> _AIM OF THE TASK_
Turn the lines below into a Markdown table with two columns, Row and Line, that numbers each line and skips any blank ones. Include every line but leave out the pictures.

> _MATERIAL FOR THE TASK_
======
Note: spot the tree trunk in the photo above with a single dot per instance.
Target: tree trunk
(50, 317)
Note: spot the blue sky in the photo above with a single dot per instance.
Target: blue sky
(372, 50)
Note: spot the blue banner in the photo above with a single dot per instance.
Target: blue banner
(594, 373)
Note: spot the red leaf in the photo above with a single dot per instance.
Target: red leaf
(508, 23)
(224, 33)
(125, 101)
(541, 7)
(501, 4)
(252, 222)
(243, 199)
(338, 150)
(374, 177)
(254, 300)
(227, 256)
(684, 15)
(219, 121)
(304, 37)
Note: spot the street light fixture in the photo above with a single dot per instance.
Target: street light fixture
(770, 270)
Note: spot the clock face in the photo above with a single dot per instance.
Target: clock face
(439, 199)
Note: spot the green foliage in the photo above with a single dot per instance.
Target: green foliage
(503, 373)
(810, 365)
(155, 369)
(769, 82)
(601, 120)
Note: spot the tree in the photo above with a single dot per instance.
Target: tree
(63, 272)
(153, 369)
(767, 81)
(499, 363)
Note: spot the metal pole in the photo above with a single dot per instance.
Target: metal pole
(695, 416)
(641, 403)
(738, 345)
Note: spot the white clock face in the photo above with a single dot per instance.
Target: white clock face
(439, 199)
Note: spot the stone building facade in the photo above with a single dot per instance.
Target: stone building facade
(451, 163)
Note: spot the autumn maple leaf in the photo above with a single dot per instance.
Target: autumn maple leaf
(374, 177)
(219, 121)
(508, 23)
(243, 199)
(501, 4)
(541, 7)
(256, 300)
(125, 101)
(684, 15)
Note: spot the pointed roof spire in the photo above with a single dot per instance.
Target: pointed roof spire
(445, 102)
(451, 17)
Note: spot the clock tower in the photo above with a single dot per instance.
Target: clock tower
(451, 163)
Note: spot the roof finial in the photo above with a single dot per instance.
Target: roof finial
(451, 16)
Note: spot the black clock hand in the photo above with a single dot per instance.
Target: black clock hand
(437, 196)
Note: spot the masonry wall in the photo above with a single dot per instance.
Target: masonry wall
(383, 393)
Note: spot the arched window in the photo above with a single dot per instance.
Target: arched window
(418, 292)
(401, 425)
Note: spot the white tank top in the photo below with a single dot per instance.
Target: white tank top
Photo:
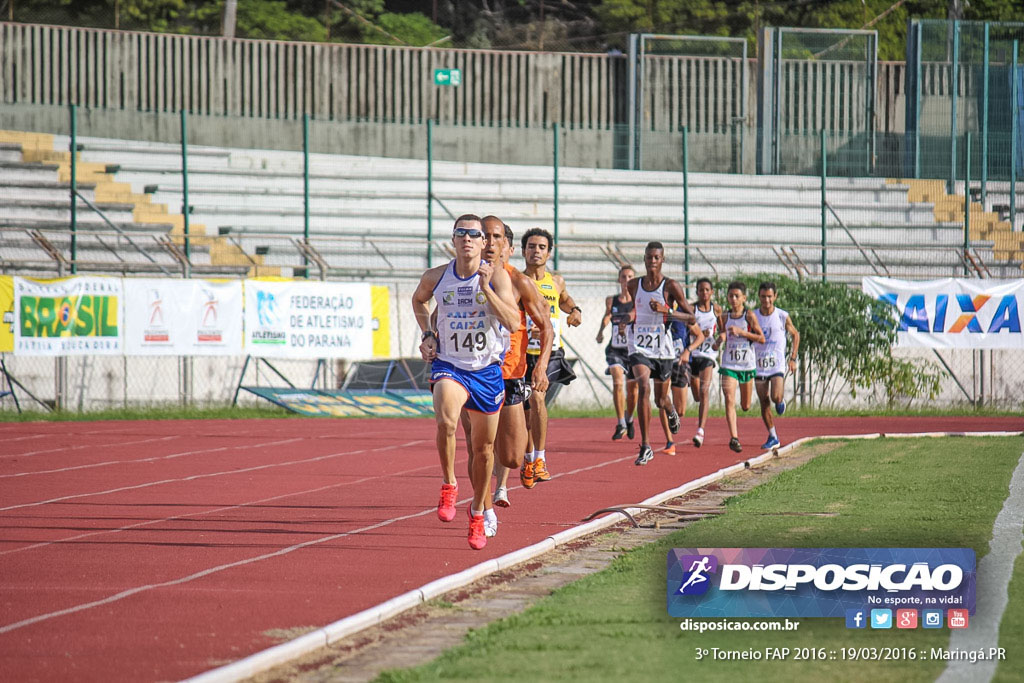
======
> _TASK OUTPUT_
| Row | Line |
|---|---|
| 1 | Note: spot the tree trunk in the photo above with a single dot per instance. |
| 2 | Target: tree trunk |
| 3 | (50, 317) |
| 4 | Note: spot the blue sky in the photo above with a single dot per instance. |
| 5 | Target: blue sky |
| 6 | (372, 50) |
| 7 | Note: spot the blue banner in the photo above with a single dot per instance. |
| 8 | Target: blue banner |
| 9 | (594, 373) |
| 10 | Note: spot the red leaf in the photo above with a single dot per instance. |
| 11 | Target: red leaf |
| 12 | (508, 23) |
| 13 | (224, 33) |
| 14 | (125, 101) |
| 15 | (541, 7) |
| 16 | (501, 4) |
| 17 | (252, 222) |
| 18 | (243, 199) |
| 19 | (338, 150) |
| 20 | (374, 177) |
| 21 | (254, 300) |
| 22 | (227, 256) |
| 23 | (684, 15) |
| 24 | (219, 121) |
| 25 | (304, 37) |
| 26 | Note: spot the street light fixture in the photo above with a single dot per instance. |
| 27 | Target: street light fixture |
| 28 | (770, 270) |
| 29 | Note: spot the clock face in the photo above with a single dot per instance. |
| 30 | Target: clock face |
| 31 | (439, 199) |
| 32 | Note: spot the green foliage in the photo above with a single dot per instance. |
| 33 | Target: green foliage |
| 34 | (503, 373) |
| 35 | (810, 365) |
| 36 | (155, 369) |
| 37 | (769, 82) |
| 38 | (601, 120) |
| 39 | Note: spot the tree in the photo above with a single dot per instance. |
| 40 | Target: tree |
| 41 | (63, 272) |
| 42 | (153, 369) |
| 43 | (767, 81) |
| 44 | (499, 363) |
| 45 | Note: spot the metal pole in the photo above with a single dot per instance. |
| 46 | Target: metal pole |
| 47 | (695, 416) |
| 48 | (641, 403) |
| 49 | (738, 345) |
| 50 | Note: spot the white clock face in the photo above with a single dot per instance. |
| 51 | Target: white clock face |
| 52 | (439, 199) |
| 53 | Note: spot the stone building facade in the photo above with a single dot per instance. |
| 54 | Target: stone building facade |
| 55 | (451, 163) |
| 56 | Note: spot the autumn maple leaf in the photo above with a single dot per instance. |
| 57 | Target: autumn maple leaf |
| 58 | (374, 177) |
| 59 | (219, 121) |
| 60 | (508, 23) |
| 61 | (243, 199) |
| 62 | (501, 4) |
| 63 | (541, 7) |
| 64 | (256, 300) |
| 65 | (125, 101) |
| 66 | (684, 15) |
| 67 | Note: spot the pointed roof spire in the photo above with a single dot per instance. |
| 68 | Target: pointed roof spire |
| 69 | (445, 102) |
| 70 | (451, 17) |
| 71 | Note: spot the clock tower in the photo above with a single dot per instance. |
| 72 | Target: clock tower |
| 73 | (451, 163) |
| 74 | Note: spot the roof finial in the photo above with a single dot per instance. |
| 75 | Target: roof finial |
| 76 | (451, 16) |
| 77 | Note: spot the black clock hand in the photo above with a single dot per instance. |
| 78 | Target: black clock hand |
| 79 | (437, 196) |
| 80 | Note: spot the masonry wall in the photo above with a single dot per instance. |
| 81 | Target: masonry wall |
| 82 | (383, 393) |
| 83 | Note: spot the arched window in the photo above with a single dot per instance. |
| 84 | Target: arched window |
| 85 | (418, 292) |
| 86 | (401, 425) |
| 87 | Note: spot the white tank top in the photo below with a single dot per instance. |
| 88 | Target: white tank top |
| 89 | Photo: |